Aim of the exercise
Offset the coordinates by adding 46 to every number in them, and write out every line again, including the lines without coordinates, starting at the line that contains "Note to the class: identify the headstone" and ending at the last line.

--- START ---

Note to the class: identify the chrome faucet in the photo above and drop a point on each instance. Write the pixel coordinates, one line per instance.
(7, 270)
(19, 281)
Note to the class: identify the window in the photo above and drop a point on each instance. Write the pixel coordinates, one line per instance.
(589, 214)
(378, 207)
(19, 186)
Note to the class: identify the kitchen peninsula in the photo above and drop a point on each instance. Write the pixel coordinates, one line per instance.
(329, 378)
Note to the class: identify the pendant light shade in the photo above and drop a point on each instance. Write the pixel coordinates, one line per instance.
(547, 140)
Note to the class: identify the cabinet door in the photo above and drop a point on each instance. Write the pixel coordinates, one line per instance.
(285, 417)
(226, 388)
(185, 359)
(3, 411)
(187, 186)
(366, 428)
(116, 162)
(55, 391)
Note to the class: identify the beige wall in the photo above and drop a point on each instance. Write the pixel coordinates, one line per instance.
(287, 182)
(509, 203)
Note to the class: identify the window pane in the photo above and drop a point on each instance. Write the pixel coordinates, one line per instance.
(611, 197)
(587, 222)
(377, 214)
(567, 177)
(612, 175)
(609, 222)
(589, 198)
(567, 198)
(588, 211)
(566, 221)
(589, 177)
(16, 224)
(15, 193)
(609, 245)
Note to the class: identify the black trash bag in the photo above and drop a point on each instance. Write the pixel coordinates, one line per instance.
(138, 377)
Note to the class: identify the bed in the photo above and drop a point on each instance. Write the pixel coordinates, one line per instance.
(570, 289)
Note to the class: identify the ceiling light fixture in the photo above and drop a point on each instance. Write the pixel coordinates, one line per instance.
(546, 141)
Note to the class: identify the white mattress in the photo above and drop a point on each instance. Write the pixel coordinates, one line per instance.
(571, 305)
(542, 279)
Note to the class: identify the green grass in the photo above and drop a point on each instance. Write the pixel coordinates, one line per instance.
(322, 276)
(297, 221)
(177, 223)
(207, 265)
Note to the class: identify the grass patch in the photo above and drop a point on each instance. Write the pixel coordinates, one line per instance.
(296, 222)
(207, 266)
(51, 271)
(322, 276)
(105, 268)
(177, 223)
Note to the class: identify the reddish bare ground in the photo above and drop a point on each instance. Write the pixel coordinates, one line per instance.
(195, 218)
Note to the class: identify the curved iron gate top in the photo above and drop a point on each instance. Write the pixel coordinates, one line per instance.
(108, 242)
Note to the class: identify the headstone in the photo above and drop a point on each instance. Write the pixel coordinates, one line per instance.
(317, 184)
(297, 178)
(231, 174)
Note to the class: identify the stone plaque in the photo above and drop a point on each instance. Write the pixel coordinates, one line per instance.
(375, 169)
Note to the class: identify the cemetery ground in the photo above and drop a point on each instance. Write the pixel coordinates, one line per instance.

--- END ---

Completed task
Note to the class: identify the headstone in the photo above and drop a point on each instance. Write the pixel coordinates, one line per instance.
(363, 230)
(343, 224)
(277, 220)
Note to the class: identify the stone plaque in the photo above and drop a point on each instance. Write the pixel coordinates, one line per instance.
(421, 215)
Note to the class: identify the cemetery ground in the photo above and drop a point on each instance. Write the pixel coordinates, one line per instance.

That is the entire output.